— Begin Task inputs —

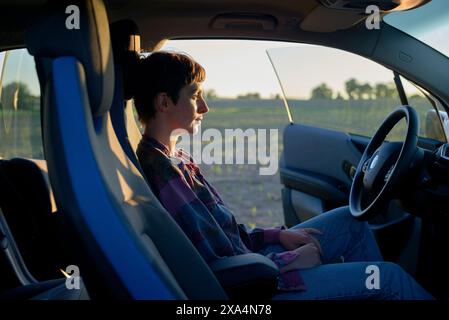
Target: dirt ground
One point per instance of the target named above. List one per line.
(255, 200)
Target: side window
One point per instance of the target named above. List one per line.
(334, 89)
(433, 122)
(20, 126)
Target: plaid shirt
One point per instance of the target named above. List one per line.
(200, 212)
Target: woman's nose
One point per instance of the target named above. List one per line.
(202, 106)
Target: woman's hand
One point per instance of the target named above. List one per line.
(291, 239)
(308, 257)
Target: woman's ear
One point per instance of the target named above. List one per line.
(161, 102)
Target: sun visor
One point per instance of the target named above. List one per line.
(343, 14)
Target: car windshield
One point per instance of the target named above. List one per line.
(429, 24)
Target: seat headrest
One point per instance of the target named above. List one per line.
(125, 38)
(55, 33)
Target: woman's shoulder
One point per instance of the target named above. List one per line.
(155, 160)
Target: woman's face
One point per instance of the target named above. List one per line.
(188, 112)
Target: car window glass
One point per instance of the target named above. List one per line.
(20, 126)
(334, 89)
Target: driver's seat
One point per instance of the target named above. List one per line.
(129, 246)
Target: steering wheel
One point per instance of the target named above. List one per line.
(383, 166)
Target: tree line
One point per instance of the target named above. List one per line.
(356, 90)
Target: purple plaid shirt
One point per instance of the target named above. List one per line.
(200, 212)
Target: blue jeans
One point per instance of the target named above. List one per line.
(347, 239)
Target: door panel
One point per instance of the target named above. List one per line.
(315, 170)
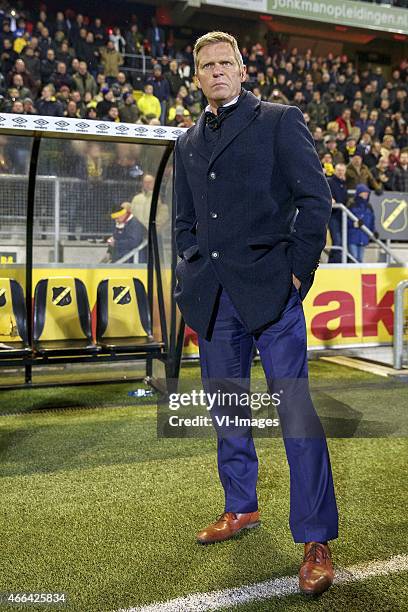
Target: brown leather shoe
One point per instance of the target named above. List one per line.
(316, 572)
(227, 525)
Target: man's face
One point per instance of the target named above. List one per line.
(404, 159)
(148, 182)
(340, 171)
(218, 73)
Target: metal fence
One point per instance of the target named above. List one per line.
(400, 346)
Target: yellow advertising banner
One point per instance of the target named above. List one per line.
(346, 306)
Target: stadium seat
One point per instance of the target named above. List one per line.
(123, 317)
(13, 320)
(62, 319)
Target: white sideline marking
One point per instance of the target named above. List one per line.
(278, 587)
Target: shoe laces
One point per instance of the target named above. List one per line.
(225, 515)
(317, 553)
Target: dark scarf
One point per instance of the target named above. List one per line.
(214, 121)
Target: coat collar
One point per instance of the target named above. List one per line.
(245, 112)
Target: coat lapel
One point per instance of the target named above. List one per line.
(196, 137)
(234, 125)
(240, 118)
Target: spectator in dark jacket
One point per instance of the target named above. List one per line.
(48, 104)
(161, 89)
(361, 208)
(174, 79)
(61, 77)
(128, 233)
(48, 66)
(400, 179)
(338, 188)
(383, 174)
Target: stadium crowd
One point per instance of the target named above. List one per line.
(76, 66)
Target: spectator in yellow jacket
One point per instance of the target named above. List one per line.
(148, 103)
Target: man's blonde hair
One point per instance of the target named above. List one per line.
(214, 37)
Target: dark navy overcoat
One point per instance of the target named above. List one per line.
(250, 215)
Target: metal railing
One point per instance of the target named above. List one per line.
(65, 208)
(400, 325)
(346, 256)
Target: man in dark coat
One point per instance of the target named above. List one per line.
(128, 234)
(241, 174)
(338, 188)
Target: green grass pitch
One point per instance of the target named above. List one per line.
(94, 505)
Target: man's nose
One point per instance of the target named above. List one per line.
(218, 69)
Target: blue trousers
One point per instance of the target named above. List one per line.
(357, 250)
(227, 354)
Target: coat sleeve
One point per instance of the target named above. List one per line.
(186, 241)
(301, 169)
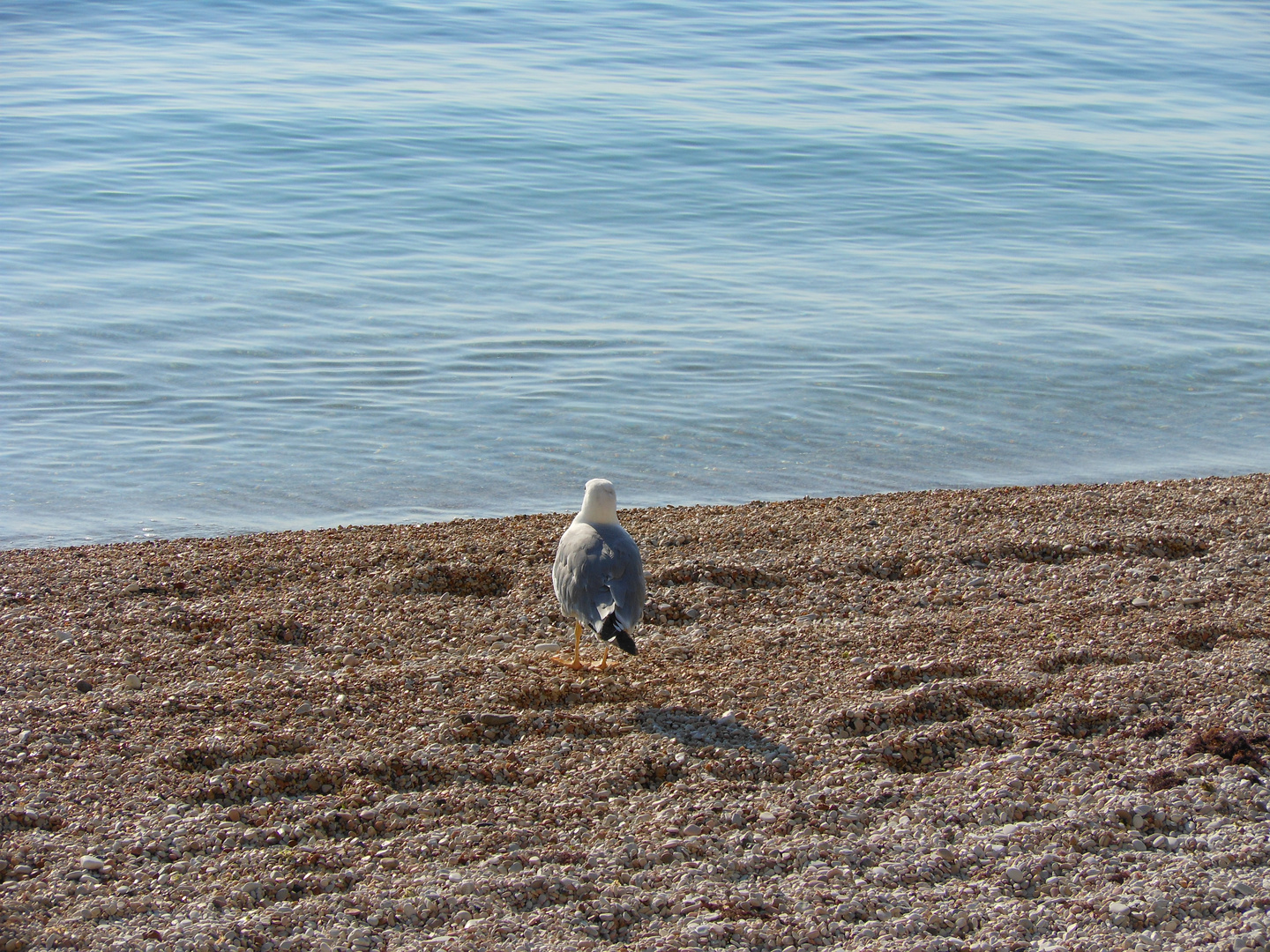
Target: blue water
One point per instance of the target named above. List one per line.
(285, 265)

— End Task inputs —

Instructions to follow: Repeat the lines from the line containing "Target: stadium crowd" through the end of the material above exactly, with no pictures and nothing else.

Completed exercise:
Target: stadium crowd
One point per instance of the target named above. List one per line.
(76, 66)
Target: spectator in yellow jacket
One point per instance of the target named above. List one per line.
(148, 103)
Target: man's blonde hair
One point per instance of the target named above. List one per line.
(214, 37)
Target: dark navy overcoat
One point per instance of the target named above. List one per line.
(250, 215)
Target: metal railing
One point per instance of the target named above. List one per line.
(65, 208)
(400, 325)
(346, 256)
Target: man in dark coat
One point per instance of the target named above. List one per line.
(128, 234)
(241, 174)
(338, 188)
Target: green grass pitch
One point per instance of the target named above. List one per line.
(94, 505)
Target: man's nose
One point per instance of the target named above. List one per line.
(218, 69)
Target: blue trousers
One point per instance of the target named above. List one per line.
(357, 250)
(227, 354)
Target: coat sleeve
One point per instance of the target named above. List one per line.
(186, 241)
(301, 169)
Target: blue water
One point per instance of the target named above. List one per line.
(285, 265)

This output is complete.